Given data:

....

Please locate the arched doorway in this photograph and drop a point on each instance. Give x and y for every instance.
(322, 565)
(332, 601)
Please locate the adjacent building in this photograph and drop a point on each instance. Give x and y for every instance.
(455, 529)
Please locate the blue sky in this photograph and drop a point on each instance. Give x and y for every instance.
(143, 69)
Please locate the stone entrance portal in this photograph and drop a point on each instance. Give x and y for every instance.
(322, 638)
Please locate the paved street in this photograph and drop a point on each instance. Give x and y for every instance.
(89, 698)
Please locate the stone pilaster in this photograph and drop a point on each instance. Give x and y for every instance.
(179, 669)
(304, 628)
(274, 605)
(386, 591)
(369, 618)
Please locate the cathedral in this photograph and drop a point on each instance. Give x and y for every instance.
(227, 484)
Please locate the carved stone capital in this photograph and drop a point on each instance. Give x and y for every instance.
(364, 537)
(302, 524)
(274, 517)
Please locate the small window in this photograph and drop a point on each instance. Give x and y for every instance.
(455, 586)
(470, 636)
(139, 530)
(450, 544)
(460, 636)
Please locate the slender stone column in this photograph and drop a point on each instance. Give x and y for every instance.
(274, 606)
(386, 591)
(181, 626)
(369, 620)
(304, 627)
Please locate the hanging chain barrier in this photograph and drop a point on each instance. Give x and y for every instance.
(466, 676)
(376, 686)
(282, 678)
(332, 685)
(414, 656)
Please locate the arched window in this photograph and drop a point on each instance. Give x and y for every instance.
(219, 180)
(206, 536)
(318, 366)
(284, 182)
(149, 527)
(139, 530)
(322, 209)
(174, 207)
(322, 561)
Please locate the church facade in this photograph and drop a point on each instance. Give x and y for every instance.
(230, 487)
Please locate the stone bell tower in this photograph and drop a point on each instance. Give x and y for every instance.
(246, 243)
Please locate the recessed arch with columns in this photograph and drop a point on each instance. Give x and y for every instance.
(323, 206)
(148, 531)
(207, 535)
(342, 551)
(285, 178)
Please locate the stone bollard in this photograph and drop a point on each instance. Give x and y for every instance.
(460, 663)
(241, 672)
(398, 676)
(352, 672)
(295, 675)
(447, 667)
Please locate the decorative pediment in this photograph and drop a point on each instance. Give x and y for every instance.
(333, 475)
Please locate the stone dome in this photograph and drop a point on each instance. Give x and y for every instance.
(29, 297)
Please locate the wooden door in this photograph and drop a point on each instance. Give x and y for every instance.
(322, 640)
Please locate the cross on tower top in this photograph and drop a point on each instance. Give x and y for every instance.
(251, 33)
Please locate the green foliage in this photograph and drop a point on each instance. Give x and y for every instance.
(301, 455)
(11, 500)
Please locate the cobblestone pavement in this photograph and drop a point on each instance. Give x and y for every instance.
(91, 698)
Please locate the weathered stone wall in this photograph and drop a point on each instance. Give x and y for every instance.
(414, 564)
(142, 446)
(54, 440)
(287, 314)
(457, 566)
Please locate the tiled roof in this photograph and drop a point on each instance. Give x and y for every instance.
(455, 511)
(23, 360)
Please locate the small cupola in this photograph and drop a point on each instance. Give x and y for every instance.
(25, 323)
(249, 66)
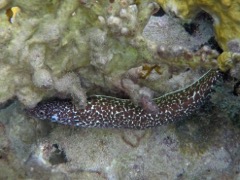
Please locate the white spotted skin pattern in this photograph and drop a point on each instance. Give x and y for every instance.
(110, 112)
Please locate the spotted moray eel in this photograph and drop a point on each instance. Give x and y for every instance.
(110, 112)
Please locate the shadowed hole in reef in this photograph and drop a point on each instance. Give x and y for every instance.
(193, 29)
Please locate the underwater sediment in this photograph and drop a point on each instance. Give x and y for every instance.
(118, 48)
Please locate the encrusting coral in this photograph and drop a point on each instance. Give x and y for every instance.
(59, 48)
(225, 15)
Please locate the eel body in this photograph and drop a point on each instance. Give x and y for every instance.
(111, 112)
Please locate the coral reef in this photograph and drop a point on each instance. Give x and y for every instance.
(58, 48)
(226, 25)
(70, 49)
(224, 13)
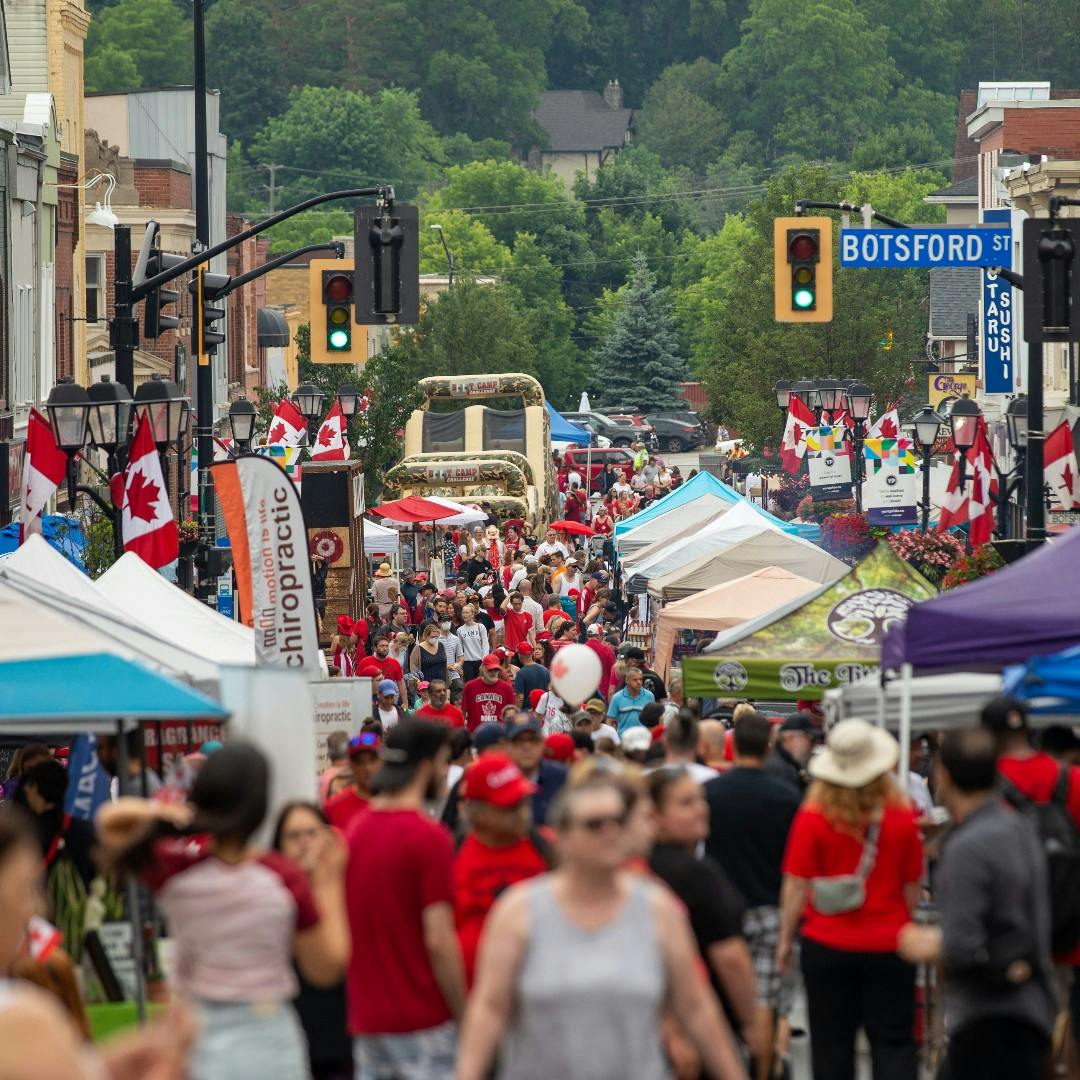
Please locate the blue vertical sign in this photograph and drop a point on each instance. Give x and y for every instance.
(998, 329)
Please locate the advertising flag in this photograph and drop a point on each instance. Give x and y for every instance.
(265, 523)
(44, 468)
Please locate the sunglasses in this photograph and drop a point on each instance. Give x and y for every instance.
(601, 822)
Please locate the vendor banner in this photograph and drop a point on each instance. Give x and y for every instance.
(890, 495)
(265, 523)
(828, 463)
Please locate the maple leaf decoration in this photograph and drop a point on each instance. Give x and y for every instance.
(142, 496)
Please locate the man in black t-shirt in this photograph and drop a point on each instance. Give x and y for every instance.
(751, 813)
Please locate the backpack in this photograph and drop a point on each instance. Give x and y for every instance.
(1060, 839)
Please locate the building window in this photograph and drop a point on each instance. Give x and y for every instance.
(95, 288)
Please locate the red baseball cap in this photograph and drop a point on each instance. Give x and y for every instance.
(495, 779)
(559, 746)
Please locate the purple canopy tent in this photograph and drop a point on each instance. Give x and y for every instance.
(1029, 608)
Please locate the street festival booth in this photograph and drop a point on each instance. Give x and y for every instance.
(809, 646)
(726, 605)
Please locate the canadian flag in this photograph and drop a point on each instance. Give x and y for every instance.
(794, 444)
(148, 526)
(287, 428)
(1060, 466)
(44, 468)
(332, 443)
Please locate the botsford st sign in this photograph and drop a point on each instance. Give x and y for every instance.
(927, 246)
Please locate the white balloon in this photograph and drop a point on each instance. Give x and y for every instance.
(576, 673)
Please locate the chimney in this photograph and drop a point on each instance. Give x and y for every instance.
(612, 94)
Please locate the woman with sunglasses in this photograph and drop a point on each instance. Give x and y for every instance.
(593, 954)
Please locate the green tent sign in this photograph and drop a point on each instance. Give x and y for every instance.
(832, 639)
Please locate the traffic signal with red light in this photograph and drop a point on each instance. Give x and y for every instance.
(802, 266)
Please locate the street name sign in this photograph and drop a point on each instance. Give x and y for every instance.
(927, 246)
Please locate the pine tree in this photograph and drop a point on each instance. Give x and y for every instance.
(638, 366)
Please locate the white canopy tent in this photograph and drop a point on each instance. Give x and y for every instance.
(144, 594)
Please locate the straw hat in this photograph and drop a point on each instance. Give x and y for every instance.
(855, 753)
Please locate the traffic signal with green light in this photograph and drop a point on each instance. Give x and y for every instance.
(802, 266)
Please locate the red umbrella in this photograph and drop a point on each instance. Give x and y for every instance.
(577, 528)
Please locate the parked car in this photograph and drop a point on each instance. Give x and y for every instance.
(674, 434)
(599, 423)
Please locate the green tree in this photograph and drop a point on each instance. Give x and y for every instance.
(328, 139)
(150, 35)
(638, 366)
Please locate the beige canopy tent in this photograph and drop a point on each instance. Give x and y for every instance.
(727, 605)
(748, 553)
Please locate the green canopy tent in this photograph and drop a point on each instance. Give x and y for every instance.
(811, 645)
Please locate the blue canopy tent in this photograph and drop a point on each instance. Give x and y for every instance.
(706, 484)
(563, 431)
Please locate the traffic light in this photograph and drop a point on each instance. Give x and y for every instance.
(154, 322)
(388, 265)
(337, 299)
(802, 267)
(332, 294)
(208, 291)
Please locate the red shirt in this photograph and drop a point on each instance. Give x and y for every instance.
(484, 702)
(341, 808)
(515, 628)
(400, 863)
(387, 667)
(817, 849)
(481, 874)
(449, 715)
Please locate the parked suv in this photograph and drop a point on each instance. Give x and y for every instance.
(620, 434)
(676, 435)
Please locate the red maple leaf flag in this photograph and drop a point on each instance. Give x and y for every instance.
(148, 526)
(1060, 466)
(288, 427)
(332, 443)
(44, 468)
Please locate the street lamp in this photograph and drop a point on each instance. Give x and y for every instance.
(242, 423)
(928, 423)
(309, 400)
(450, 265)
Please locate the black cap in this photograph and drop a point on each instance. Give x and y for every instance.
(1002, 715)
(407, 745)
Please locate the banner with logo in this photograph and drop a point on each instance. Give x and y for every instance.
(890, 493)
(262, 515)
(828, 463)
(832, 639)
(947, 388)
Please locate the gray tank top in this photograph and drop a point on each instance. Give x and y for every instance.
(588, 1001)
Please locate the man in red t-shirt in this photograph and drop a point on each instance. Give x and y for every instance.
(405, 985)
(487, 696)
(501, 848)
(363, 764)
(380, 665)
(439, 709)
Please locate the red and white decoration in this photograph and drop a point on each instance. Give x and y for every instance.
(332, 443)
(974, 503)
(1060, 467)
(794, 444)
(287, 428)
(148, 526)
(43, 471)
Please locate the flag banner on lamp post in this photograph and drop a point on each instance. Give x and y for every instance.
(889, 491)
(269, 539)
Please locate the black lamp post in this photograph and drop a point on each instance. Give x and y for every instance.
(928, 423)
(963, 419)
(309, 400)
(242, 423)
(856, 400)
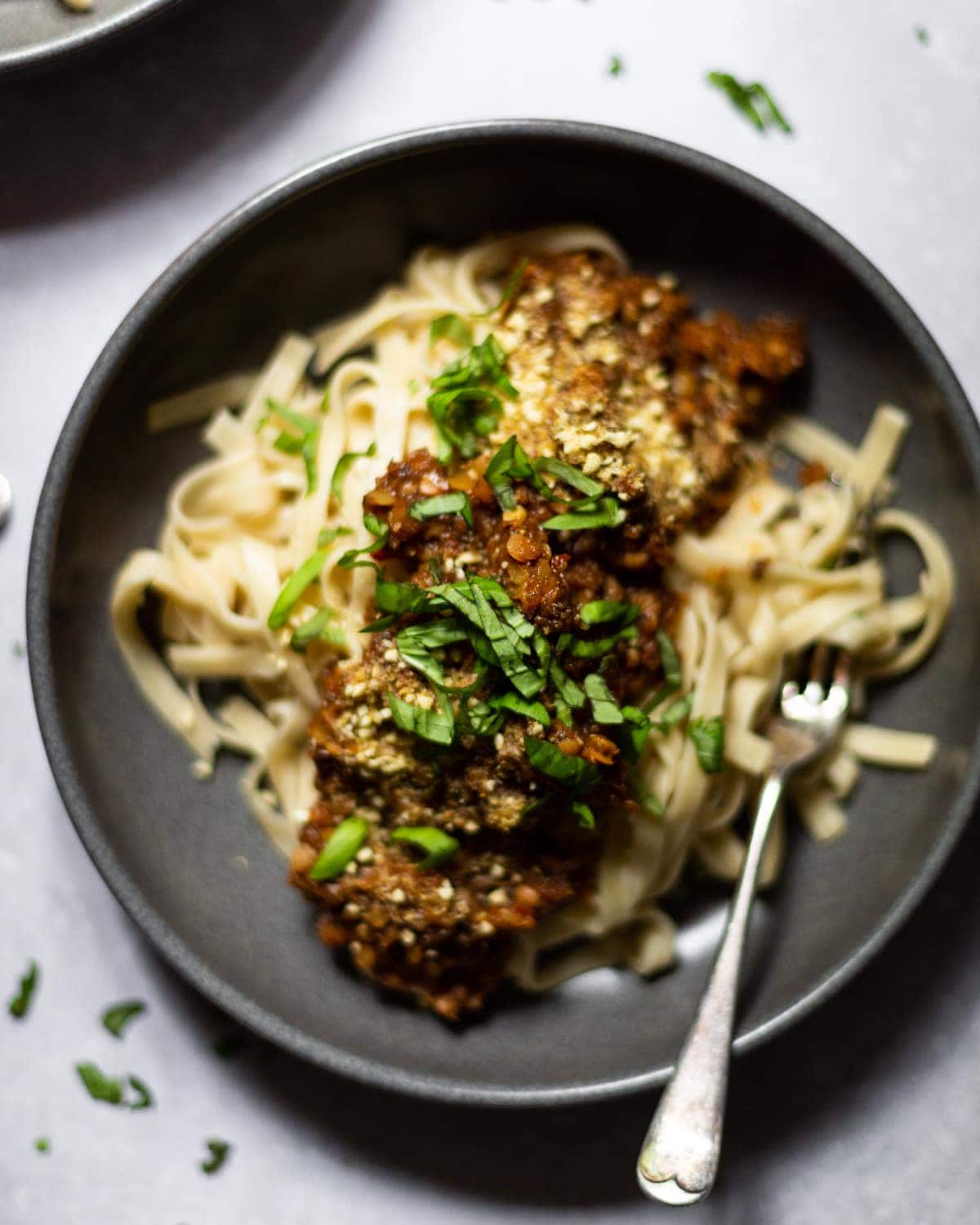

....

Work to be completed:
Please print word for word the lines from the one containing "Please locate the red and" through the end of the entries. Leave out any pictures.

The response:
Please locate the red and white decoration in this photograph and drop a point on each instance. Give x and y for every instance.
(332, 443)
(974, 503)
(1060, 467)
(794, 444)
(287, 428)
(148, 526)
(43, 471)
Please locate the flag banner on lamp post in this photograph and drop a point on each instance. Give x and y for every instance.
(889, 491)
(269, 539)
Please locate the black lamp post in this photograph and drop a point on each instance. Give x and y for every instance.
(928, 423)
(963, 419)
(309, 400)
(242, 423)
(856, 400)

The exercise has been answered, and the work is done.